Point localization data
* * * *

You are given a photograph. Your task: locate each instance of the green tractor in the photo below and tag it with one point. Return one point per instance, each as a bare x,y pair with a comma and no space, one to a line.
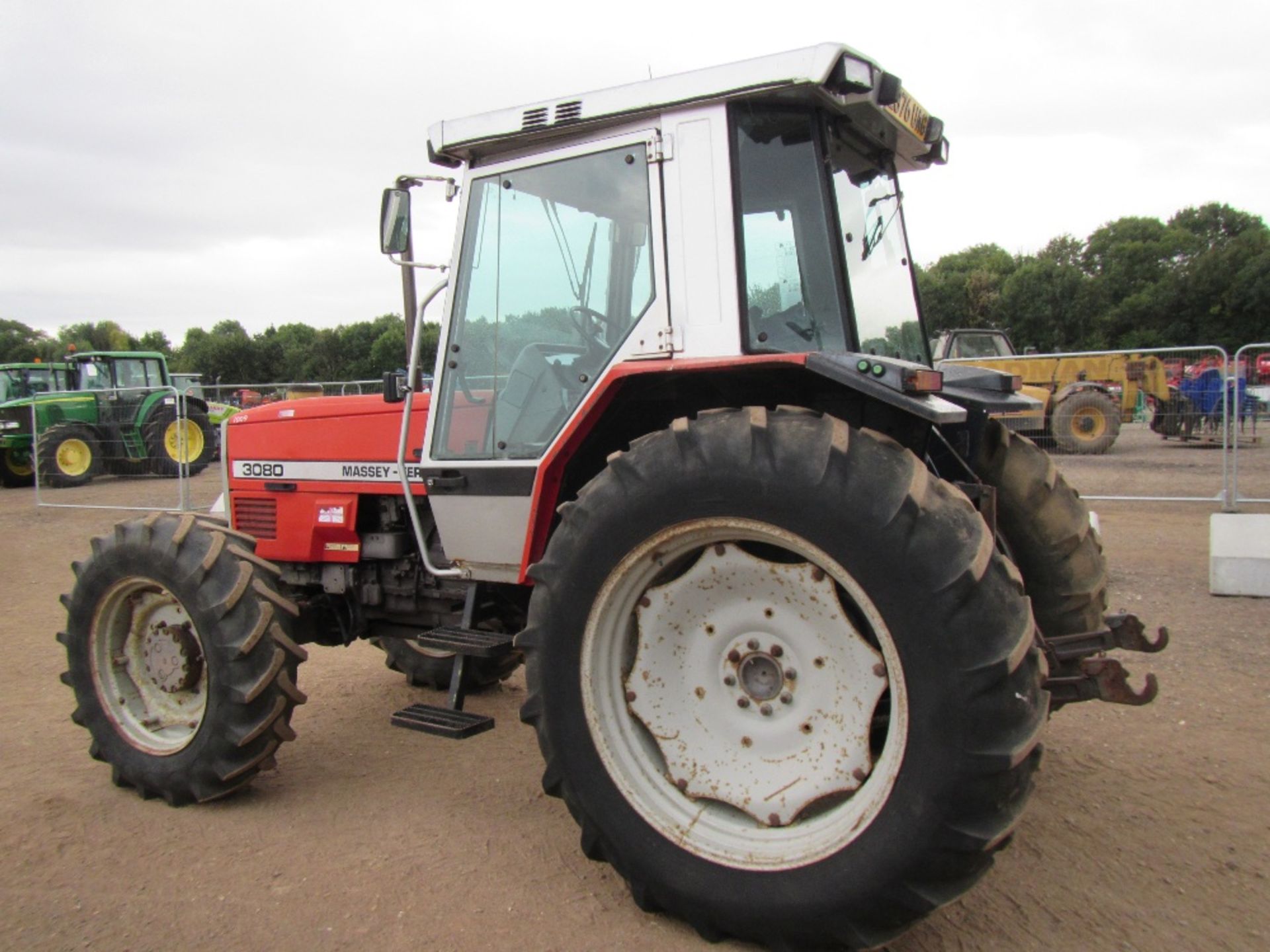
117,413
19,381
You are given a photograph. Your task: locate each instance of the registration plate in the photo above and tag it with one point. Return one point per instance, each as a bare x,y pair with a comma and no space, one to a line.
911,114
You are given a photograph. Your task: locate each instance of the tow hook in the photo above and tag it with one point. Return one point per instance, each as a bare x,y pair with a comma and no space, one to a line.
1078,676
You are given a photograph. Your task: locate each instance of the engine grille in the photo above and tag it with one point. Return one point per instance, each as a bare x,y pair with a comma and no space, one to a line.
257,517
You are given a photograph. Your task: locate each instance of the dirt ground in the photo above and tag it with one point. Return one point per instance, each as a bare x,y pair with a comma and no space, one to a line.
1150,828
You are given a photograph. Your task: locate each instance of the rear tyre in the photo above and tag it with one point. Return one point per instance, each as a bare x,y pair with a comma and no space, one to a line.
1047,527
69,455
181,658
673,600
16,469
1086,423
173,442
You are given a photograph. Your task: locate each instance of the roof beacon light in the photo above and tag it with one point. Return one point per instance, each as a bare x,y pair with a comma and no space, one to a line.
851,75
919,381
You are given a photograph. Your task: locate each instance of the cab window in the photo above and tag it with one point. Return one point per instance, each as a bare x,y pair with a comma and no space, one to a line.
554,272
95,376
130,374
790,288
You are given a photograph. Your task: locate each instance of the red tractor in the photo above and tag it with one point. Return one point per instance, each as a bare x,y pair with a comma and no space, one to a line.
794,615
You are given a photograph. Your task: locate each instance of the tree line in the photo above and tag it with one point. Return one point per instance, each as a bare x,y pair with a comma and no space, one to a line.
1202,277
228,354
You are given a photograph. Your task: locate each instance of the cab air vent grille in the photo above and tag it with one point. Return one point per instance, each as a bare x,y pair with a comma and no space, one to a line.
535,118
568,112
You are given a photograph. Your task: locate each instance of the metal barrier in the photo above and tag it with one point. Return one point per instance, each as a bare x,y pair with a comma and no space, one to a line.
110,448
1253,366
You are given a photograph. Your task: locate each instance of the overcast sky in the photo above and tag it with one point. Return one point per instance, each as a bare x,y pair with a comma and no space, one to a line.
169,164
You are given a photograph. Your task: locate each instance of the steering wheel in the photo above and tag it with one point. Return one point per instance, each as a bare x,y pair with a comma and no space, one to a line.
789,321
589,324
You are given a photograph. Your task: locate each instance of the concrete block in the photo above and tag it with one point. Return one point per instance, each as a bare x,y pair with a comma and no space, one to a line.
1238,554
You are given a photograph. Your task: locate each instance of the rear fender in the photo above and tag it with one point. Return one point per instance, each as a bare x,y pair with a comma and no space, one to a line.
643,397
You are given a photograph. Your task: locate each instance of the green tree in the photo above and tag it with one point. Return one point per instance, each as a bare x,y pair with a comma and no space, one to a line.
224,354
963,290
95,335
22,344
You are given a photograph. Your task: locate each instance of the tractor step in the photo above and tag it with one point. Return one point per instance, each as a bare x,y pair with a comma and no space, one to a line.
465,641
443,721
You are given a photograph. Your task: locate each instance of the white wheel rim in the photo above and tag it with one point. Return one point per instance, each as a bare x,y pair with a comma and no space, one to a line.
148,666
785,799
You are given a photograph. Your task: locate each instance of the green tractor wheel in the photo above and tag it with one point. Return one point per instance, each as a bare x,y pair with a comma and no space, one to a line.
69,455
16,469
173,442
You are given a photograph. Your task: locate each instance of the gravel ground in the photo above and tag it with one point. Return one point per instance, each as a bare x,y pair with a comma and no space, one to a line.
1148,828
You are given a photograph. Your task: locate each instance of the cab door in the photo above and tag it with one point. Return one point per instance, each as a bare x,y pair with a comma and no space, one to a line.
559,277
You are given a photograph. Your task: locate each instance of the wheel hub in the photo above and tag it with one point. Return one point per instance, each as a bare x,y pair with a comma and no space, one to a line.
149,666
761,676
755,684
172,658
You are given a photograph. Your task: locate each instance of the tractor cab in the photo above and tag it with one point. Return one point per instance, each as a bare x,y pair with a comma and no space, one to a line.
23,380
747,215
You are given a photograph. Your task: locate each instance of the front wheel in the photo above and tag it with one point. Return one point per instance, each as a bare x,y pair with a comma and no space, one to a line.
181,658
175,442
783,680
16,469
70,455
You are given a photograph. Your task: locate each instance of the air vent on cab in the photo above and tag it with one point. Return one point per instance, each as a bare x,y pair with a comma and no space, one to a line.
568,112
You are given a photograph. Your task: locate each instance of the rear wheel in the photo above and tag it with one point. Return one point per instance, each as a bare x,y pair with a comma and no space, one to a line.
16,469
181,658
783,680
173,442
1085,422
69,455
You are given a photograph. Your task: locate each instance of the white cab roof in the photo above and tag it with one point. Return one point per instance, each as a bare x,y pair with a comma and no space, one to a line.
508,128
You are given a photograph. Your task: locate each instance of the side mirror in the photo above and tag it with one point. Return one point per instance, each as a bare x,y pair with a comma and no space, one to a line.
394,386
396,221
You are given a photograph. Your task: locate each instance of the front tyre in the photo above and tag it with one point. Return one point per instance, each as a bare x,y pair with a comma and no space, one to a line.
70,455
783,680
181,656
16,469
173,442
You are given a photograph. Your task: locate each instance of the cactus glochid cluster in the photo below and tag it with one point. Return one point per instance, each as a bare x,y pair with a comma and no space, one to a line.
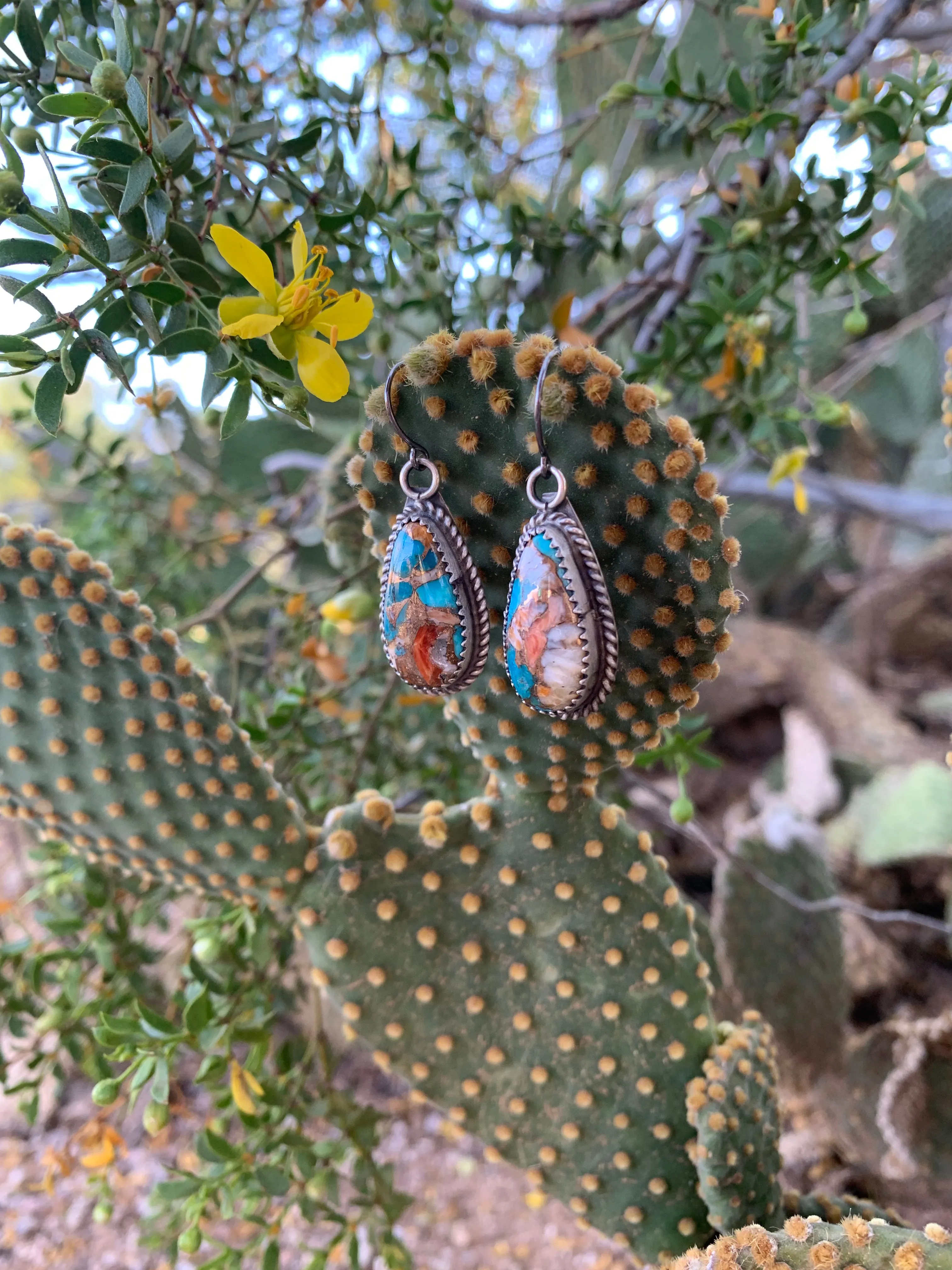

* * * *

All entries are to be retyped exactly. Omit any embedded images.

You are given a photograph. Your task: locate each instance of the green tractor in the photo below and tag it with one point. Return one point per instance, each as a bare x,y pair with a comma and no space, one to a line.
117,413
19,381
You are given a photograph. Your task: locate each instance of the registration plate in the photo above and tag it with one point. Return one point per instance, each as a bare x,y pair with a comma and no space, one to a line.
911,114
You are given a photograph. Your task: locate each instance of the tow hook in the photo above and tag it with one point. Return one point per instance, each as a bare x,y pair with a comma and no space, one to a line.
1078,676
You are given a photograph. Your task: locate each instance of the engine grille in the photo above and tag it with one point. Return one point per instance, each as a bare x,y pair with a comma and no space, one to a line.
257,517
You are given a photograph. Your task: locate each instance of the dirt ground in the photo above and tag it with one point. Return one point per instance, each as a bare x,y pair with a comma and no space, one to a line.
1150,828
You are given a photograph. Your task: locate each instance of the rear tyre in the photo above and tag it with one point. Return one point per instance, each as a bare x,y pair with a comma and no space, one to a line.
1047,527
69,455
181,658
673,600
16,469
1086,423
173,442
You are given a photograph. Your task: locate each instance of the roof beacon light in the photo above and tag it with one point. Return one point per instance, each as a bare x,y pair with a comma and no space, one to a line.
851,75
919,381
You are given a photograph. Your task: locate each instance of the cab window in the photo above and tag it with one point. Return one point per instance, each as a bare x,y pair with a comma and no space, one to a line.
554,272
95,376
130,374
790,288
You are given a photograph. Your task: locate each instance of the red tractor in the photo above and tag it with one point. Return one point per instance, each as a bare x,y pair with a comma and no space, one to a line.
794,615
You are given a photograph. Your task: locate each instance of the tree line in the photo above and tag it with one point. Return one point per instance, each as a bare x,y pair with a comma and no space, one to a line.
1202,277
228,354
You are given a photograph. Your task: locate each instance of the cab air vent grille in the photo above and tag it with one point. Return one point per instance, each as a bare x,y pair with a comma and no space, one to a line.
535,118
568,112
You are given a photograph. Your task: locate each instance of the metal barrier in the photo above and tag it with one point. Return one point per instance, each as a bare x,y pair with a comma and no space, one to a line.
110,448
1253,366
You are given a photograph. Your task: locate each instance of the overcast sky in the photo above and tag it with one point. Return one point per instance, each as a bare x,y pair with a comma and no space, one to a line.
169,164
You are given a photograph. Your task: locate each instance of the steering wheel in the photo above and tag it with one point. Return one point per instance, each as a bare x,y pair with a comma and no space, one to a line.
789,321
589,324
You are given a photograph. Your task: locate each instance of the concrete block in the photo above and tag it with one point. Return one point per instance, each as a bare x,y pair with a comma and no space, one to a line.
1238,554
You are given a photograph. Your task: locate each instance of the rear fender in the photo above and tag it with one point. Return one point per instance, each as a bare x,y pair with a comma and no space, one to a line.
643,397
You are given a photograph. Your task: locate each instance of the green tree in the photo above and tag it with one point. Return one point per instance, each as a bare x,y pair with a comma and no space, one to a line.
224,354
963,290
95,335
22,344
You are given a photograph. Your task: locate each instance of the tractor step in the photo above and tag it with one point. Return one point per instance, each as a bare x,y pair with a comma and no space, one to a line.
465,641
443,721
You are given a photograph. Your task: locate each instance of the white wheel rim in the photo above and tag it with one point. Return one point per instance, each as a bare x,y pair with a comma and no space, one to a line.
148,666
785,799
You are given a photograph. Your task: locate each instance of the green tractor wheel in the photo above and tag it with one point. Return one point per instance, each as a bare x,y pair with a comma and no space, one to a line.
69,455
16,469
173,442
You are given a photograph. Your task: locate each instance of the gravel ground in the photo above and tag it with one point. Return one point per instance, each as a bare x,y pair with a comma and no space, one to a line.
1148,828
You are given a photograph. Your task: locate each instance of the cab door in the photo above and tag it with one point. Return one point per instance, each as a bare x,y pair with a comma and no space, one to a line.
559,277
You are given a photograph. Your task: locate each instance of the wheel hub in the photo above and tag it with one point. Return one point per instance, each as a bare x,y pair with a comma and no space, one to a line.
149,666
761,676
755,684
172,658
You are given a photograph. Your task: locate each instance of the tractor cab in the photo above and tag it with one point. Return one point per instance, each as a bare x,y pair with a comma and no space, one to a line.
23,380
747,215
You are given a photograph. Your task: locate each instance of the front wheel in the photo above and tag it with one point. Return one point per instance, each as a bare x,y pair with a comma and no space, one to a line.
181,658
175,442
783,680
16,469
70,455
You are given a photograph. Your task: locate each instance of the air vent on cab in the photo above and tag it with one point. Return one point per instance, each as a bare x,y pair with a comma and no space, one to a line.
568,112
You are given a photograph. Your task: locate each instance of the rear wheel in the photo above and tag it with one point. Return one point per instance, each as a bare x,y pair with a comma and no space, one to a line.
16,469
181,658
783,680
173,442
1085,422
69,455
You are given a photograph. Your task: locate each instance of the white cab roof in the photo above and tag it with one point. Return one point per instance, each as a bare x,y pair with a comma and no space, one to a line.
508,128
You are given a photograph. Your task: locate each instance of the side mirror in the photo above and tag it with one point. Return one point per instance, each as a bare x,y pair with a comma and no space, one to a line.
394,386
396,221
You are given a photograph. Your task: locate each instance of the front tyre in the photo above and tag it with one point. Return one point per instance, each as a bare x,y pair with a comma and no space, one to a line.
70,455
783,680
181,656
16,469
173,442
You are given a photograph. Your task: locate each instance of the cactus glochid cluster in the photo below and tag it with one point. Return one point per instance, each as a bare x,y pair with a comma and no space, one to a line.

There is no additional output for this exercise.